> _Exercise brief_: Please locate each line in the data below that contains the word "kale", and copy every such line out in full.

> _Listing_:
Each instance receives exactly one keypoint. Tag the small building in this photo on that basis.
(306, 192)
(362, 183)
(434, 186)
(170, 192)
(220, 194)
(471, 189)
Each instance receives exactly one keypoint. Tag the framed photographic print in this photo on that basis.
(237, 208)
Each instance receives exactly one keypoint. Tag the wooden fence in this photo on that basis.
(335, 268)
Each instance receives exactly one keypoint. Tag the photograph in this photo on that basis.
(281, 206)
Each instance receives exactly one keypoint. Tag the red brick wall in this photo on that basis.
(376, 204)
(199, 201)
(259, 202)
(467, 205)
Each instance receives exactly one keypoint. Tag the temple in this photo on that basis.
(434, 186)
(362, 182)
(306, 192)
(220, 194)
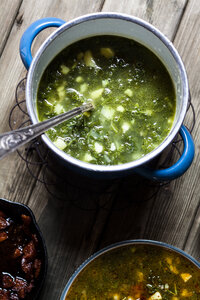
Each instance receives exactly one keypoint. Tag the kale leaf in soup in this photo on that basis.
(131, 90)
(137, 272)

* * *

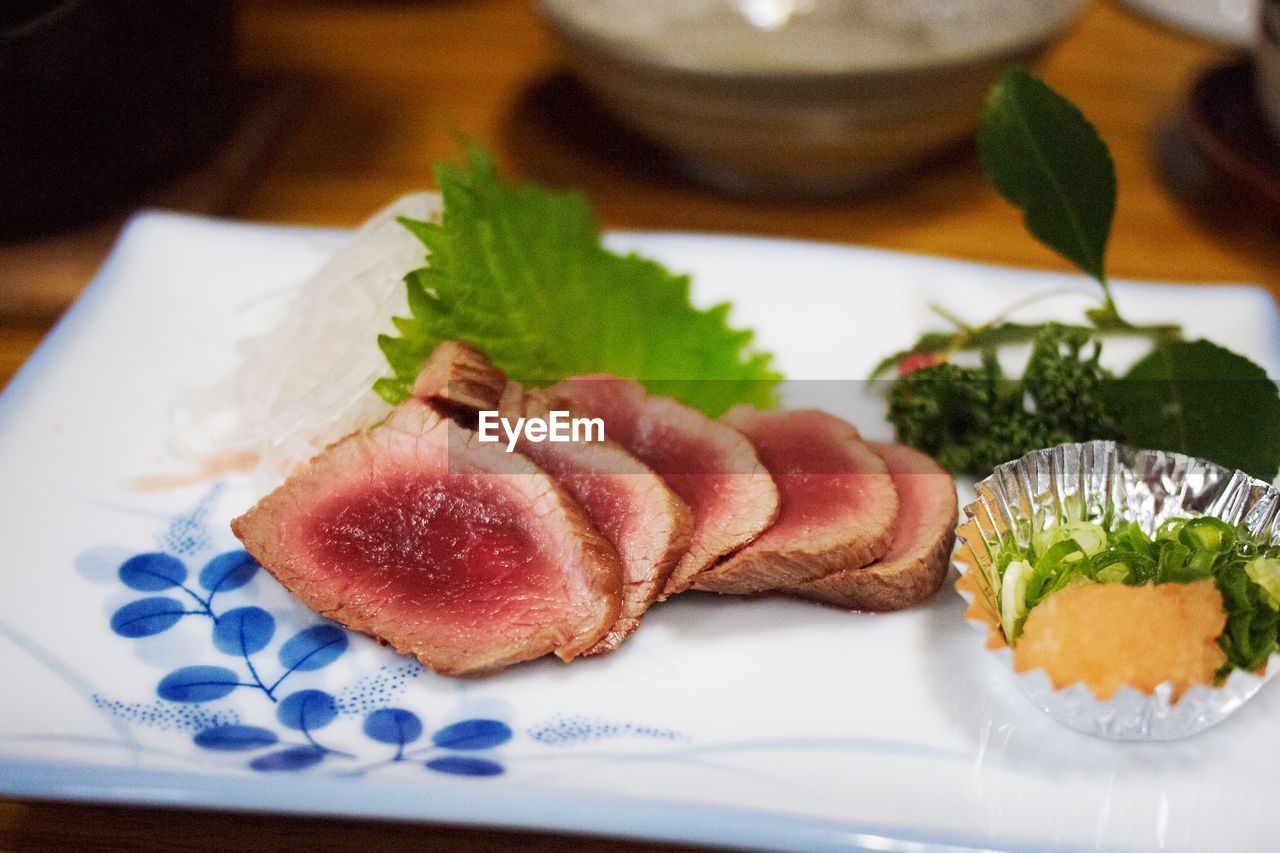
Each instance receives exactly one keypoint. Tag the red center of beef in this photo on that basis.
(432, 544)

> _Solved exercise_:
Each instance receives exactly one keypoint. Tag the kale leaf in soup in this photo on that basis.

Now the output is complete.